### [阅读材料]
************
Hard

题目描述

给你一个有效的布尔表达式字符串 expression,该字符串由字符 '1''0''&'(按位AND运算符)、'|'(按位OR运算符)、'('')' 组成。

  • 例如,"()1|1""(1)&()" 是无效的,而 "1""(((1))|(0))""1|(0&(1))" 是有效的表达式。

返回改变表达式最终值的最小开销。

  • 例如,如果 expression = "1|1|(0&0)&1",其值为 1|1|(0&0)&1 = 1|1|0&1 = 1|0&1 = 1&1 = 1。我们希望应用操作使新表达式求值为 0。

改变表达式最终值的开销是对表达式执行的操作次数。操作类型如下:

  • '1' 变为 '0'
  • '0' 变为 '1'
  • '&' 变为 '|'
  • '|' 变为 '&'

注意:在计算顺序中,'&' 不比 '|' 优先。首先计算括号,然后按从左到右的顺序。

示例 1:

输入:expression = "1&(0|1)"
输出:1
解释:我们可以通过使用 1 次操作将 '|' 改为 '&',将 "1&(0|1)" 变为 "1&(0&1)"。
新表达式求值为 0。

示例 2:

输入:expression = "(0&0)&(0&0&0)"
输出:3
解释:我们可以使用 3 次操作将 "(0&0)&(0&0&0)" 变为 "(0|1)|(0&0&0)"。
新表达式求值为 1。

示例 3:

输入:expression = "(0|(1|0&1))"
输出:1
解释:我们可以使用 1 次操作将 "(0|(1|0&1))" 变为 "(0|(0|0&1))"。
新表达式求值为 0。

约束:

  • 1 <= expression.length <= 10^5
  • expression 只包含 '1''0''&''|''('')'
  • 所有括号都正确匹配
  • 没有空括号(即:"()" 不是 expression 的子字符串)

解题思路

这是一个动态规划问题,需要使用栈来处理表达式的计算和状态维护。

核心思路:

对于任何子表达式,我们需要维护两个信息:

  • 将当前值变为0的最小开销
  • 将当前值变为1的最小开销

我们使用栈来模拟表达式的计算过程,栈中存储 [当前值, 变为0的开销, 变为1的开销]

状态转移:

  1. 数字处理

    • 遇到 ‘0’:当前值=0,变为0开销=0,变为1开销=1
    • 遇到 ‘1’:当前值=1,变为0开销=1,变为1开销=0
  2. 运算符处理: 对于 ‘&’ 运算:

    • 结果为0的开销:min(左边变0, 右边变0)
    • 结果为1的开销:左边变1 + 右边变1
    • 如果原运算符是 ‘|’,需要+1(改变运算符的开销)

    对于 ‘|’ 运算:

    • 结果为0的开销:左边变0 + 右边变0
    • 结果为1的开销:min(左边变1, 右边变1)
    • 如果原运算符是 ‘&’,需要+1
  3. 括号处理

    • ‘(’:压入栈作为分隔符
    • ‘)’:弹出直到遇到 ‘(’,处理括号内的表达式

算法流程:

  1. 遍历表达式字符
  2. 数字直接压栈
  3. 运算符压栈
  4. 遇到 ‘)’ 时处理括号内的完整表达式
  5. 最终栈顶元素包含整个表达式的状态信息

最后返回将最终结果翻转所需的最小开销。
************
### [数据列表]

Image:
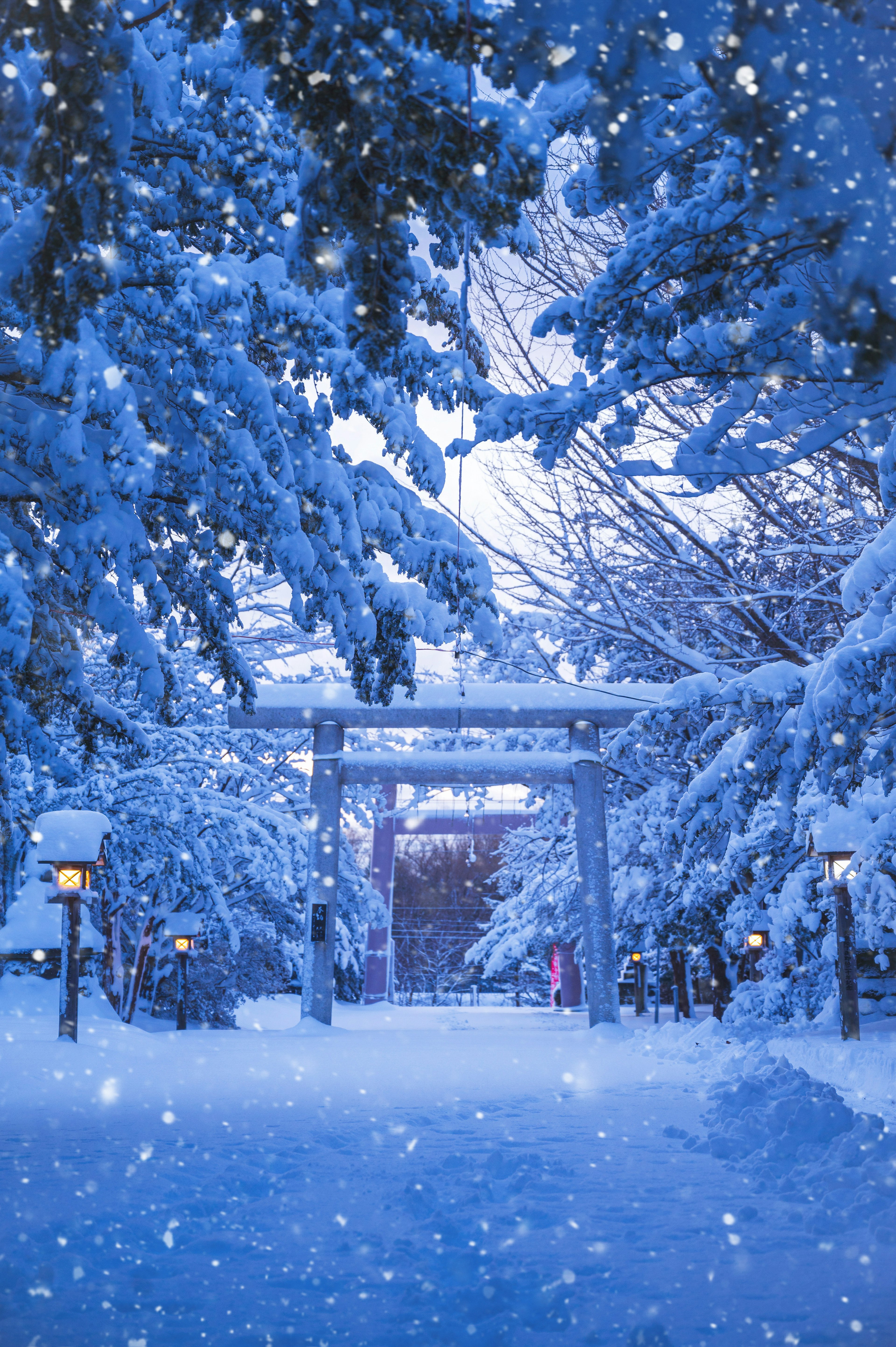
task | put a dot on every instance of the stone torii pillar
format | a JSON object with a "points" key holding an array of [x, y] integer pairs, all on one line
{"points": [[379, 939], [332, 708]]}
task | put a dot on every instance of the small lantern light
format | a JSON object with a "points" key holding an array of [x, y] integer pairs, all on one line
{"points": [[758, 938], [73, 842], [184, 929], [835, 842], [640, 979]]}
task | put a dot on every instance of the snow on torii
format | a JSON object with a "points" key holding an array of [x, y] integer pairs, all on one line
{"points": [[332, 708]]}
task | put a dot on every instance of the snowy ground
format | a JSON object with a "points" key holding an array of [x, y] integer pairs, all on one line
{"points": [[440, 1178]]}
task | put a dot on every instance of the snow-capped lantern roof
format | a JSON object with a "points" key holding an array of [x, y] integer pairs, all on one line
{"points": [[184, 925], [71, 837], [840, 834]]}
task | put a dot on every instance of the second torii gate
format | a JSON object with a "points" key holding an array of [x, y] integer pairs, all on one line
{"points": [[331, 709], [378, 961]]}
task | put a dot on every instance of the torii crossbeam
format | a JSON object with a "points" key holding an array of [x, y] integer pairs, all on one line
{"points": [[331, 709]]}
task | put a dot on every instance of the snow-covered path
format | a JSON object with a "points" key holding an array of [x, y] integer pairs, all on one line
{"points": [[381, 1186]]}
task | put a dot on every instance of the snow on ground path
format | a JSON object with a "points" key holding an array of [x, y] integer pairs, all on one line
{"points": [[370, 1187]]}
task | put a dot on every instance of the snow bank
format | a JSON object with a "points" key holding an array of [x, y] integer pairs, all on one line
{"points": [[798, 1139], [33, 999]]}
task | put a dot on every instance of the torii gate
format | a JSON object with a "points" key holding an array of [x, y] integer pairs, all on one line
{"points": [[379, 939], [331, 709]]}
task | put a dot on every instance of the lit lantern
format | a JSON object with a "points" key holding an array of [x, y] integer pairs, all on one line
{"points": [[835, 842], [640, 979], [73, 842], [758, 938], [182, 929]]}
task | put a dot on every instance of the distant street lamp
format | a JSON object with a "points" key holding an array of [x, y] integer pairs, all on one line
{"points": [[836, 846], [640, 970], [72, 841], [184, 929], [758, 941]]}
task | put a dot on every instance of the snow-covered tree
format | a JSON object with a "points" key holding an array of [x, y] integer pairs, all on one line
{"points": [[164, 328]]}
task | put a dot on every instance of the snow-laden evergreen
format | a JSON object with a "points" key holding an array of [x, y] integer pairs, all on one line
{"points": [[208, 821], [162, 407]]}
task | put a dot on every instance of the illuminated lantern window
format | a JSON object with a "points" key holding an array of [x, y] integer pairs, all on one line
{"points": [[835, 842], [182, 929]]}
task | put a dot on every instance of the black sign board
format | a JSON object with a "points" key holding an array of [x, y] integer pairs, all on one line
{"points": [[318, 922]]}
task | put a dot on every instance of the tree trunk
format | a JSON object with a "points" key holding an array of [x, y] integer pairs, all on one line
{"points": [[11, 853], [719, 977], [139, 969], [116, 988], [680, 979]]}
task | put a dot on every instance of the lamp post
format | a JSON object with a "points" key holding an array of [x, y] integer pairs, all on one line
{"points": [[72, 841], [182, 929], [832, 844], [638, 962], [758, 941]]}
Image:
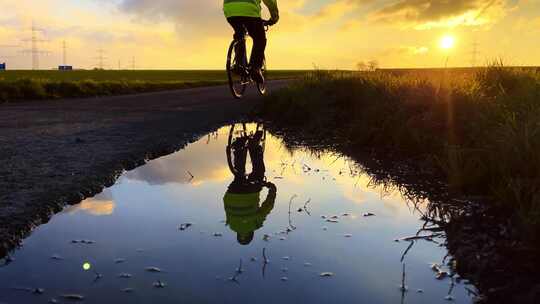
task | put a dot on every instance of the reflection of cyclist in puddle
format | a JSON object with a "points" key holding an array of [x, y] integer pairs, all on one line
************
### [题目 A]
按照阅读材料,用栈模拟计算时,栈中每一项存的是哪三项信息?
### [题目 B]
把列表中含有字符串“lamp”的行全部收集出来,原样照抄,区分大小写。
阅读材料和列表是彼此独立的两份材料。

### [参考解答 A]
当前值、变为0的开销、变为1的开销。

### [参考解答 B]
task | put a dot on every instance of the distant street lamp
task | put a dot on every instance of the lamp post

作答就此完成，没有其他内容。